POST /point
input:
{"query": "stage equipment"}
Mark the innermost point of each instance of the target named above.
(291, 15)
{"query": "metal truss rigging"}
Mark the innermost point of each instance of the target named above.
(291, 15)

* * * * *

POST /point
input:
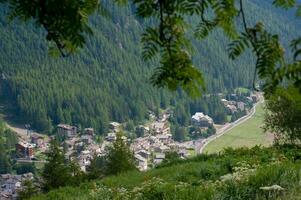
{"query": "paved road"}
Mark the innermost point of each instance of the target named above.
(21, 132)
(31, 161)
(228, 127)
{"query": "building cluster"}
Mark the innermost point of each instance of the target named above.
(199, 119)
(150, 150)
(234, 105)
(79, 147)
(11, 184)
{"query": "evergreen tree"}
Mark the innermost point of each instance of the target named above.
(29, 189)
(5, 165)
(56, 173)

* * * * *

In the listing, find all lines with the string "query" and copy them.

| Exercise output |
{"query": "stage equipment"}
{"query": "metal truss rigging"}
{"query": "paved road"}
{"query": "building cluster"}
{"query": "evergreen tree"}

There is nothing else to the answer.